ENTRIES SHOWN -
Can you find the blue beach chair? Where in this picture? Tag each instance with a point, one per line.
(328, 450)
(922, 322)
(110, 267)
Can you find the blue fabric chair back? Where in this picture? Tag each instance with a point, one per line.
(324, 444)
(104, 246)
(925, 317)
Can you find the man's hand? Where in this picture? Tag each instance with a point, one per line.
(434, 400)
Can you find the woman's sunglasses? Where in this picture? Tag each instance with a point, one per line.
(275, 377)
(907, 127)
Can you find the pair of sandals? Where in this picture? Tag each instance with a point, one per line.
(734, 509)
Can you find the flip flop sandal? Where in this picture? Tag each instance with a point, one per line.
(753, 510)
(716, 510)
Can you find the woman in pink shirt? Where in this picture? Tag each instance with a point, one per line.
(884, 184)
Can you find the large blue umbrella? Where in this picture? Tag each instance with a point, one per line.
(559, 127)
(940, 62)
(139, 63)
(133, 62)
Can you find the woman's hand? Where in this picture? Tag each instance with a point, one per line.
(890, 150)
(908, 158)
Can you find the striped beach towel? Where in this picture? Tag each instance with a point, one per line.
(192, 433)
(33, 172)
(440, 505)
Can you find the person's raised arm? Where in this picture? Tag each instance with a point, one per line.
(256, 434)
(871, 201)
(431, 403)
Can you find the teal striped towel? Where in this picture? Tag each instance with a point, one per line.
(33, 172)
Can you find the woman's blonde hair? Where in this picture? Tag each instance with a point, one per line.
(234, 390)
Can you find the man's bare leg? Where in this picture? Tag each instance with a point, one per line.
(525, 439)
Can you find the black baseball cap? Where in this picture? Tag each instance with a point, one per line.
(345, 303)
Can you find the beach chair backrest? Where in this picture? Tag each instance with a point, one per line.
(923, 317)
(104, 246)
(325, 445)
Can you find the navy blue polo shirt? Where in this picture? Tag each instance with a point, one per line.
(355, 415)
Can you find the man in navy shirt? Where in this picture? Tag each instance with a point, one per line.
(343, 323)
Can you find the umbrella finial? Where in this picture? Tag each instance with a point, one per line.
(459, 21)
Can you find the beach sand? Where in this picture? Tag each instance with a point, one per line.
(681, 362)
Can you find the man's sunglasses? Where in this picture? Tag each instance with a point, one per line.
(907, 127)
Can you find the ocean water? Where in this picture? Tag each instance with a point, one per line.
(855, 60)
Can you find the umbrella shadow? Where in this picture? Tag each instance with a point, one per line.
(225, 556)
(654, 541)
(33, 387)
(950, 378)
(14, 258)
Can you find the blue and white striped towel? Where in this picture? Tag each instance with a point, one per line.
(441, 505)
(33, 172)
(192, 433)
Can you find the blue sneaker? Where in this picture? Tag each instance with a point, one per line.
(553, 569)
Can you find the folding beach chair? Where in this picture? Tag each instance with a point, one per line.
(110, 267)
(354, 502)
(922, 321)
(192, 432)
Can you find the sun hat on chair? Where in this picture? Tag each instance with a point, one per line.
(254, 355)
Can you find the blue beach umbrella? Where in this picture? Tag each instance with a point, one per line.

WHAT YOU SHOULD DO - Using the listing above, retype each line exactly.

ANSWER TO THIS TASK -
Can you find the blue beach chair? Where in this picture? Tag each instance with a point, one per line.
(328, 450)
(922, 322)
(110, 267)
Can you find the blue fabric chair back? Where in this picture? Tag each instance with a point, one per line.
(324, 444)
(104, 246)
(925, 317)
Can you find the man's hand? Where in this picture? Tag each instance with a point, one per line.
(434, 400)
Can you find the woman's sunglasses? Where in this picture? Tag each instance with a point, one per line.
(275, 377)
(907, 127)
Can you find the pair of sandals? Where in this picture? Tag each instance with a point, one per line.
(734, 509)
Can you find the flip flop sandal? Where in this picture? Tag each instance with a point, one per line.
(753, 510)
(716, 510)
Can you find the woman in pink shirt? Where in this picture? Tag each instance with a point, one per line.
(884, 184)
Can you find the large blue umbrella? Where in this picture? Tag each instance with a point, one per line.
(559, 127)
(940, 62)
(139, 63)
(133, 62)
Can you find the woman's hand? Where in this picture? Tag each instance with a point, one per line.
(890, 150)
(908, 158)
Can you find the striped beach towel? Where in this picture? Tag each instance with a point, one per line.
(192, 433)
(33, 172)
(440, 505)
Can you find the person's raised arm? Where in this picture? Tag each instance with a point, one per line.
(256, 434)
(871, 201)
(431, 403)
Can you find the teal striped towel? Where in this picture? Tag each instance with a point, one per line.
(33, 172)
Can you find the woman's blonde hair? Where in this picture? Tag each instance with a point, one per line.
(234, 390)
Can you find the man's bare leg? Where in this picture? Tag each instance with a point, one per line.
(525, 439)
Can you find the black baseball cap? Where in this picture? Tag each instance with a point, one per line.
(345, 303)
Can you find the beach chair backrest? Where in this picture? Tag each instance with a point, one per line.
(923, 317)
(104, 246)
(325, 445)
Can you find the navy blue polo shirt? Where in this picture? Tag each instance with a point, one per line.
(355, 415)
Can you find the man in navy shirt? Where in this picture? Tag each instance with a point, one per line.
(343, 323)
Can you find the umbrella finial? Where in this picture? Tag each instance with a point, one per line.
(459, 21)
Can you find the beach sand? Where in this picture? Tag each instance with a point, one per line.
(681, 362)
Can you find the man's sunglasses? Where in this picture? Tag each instance with a point, one per line.
(907, 127)
Can you find the ocean water? Where in this picture? Tag each instance with a point, one per line.
(855, 60)
Can you find the umbrella shadow? Where in this picture? Tag each instance with a point, one per line.
(225, 556)
(654, 541)
(33, 387)
(950, 378)
(14, 258)
Can you find the blue and white striped towel? Where in this picture? Tag each instance with a point, one per line.
(441, 505)
(33, 172)
(192, 433)
Can you find the blue sneaker? Where in this picture? Tag each instance with a point, one per line.
(553, 569)
Can you find the folding beach chair? Where in this picture? Tag each instance with a point, one per line.
(110, 267)
(354, 502)
(922, 321)
(192, 432)
Can you find the sun hat on chair? Where in this picture? Tag each instance with a point, one per line.
(254, 355)
Can you find the blue beach umbrella? Where in this picture? Tag each instance with a point, one per line.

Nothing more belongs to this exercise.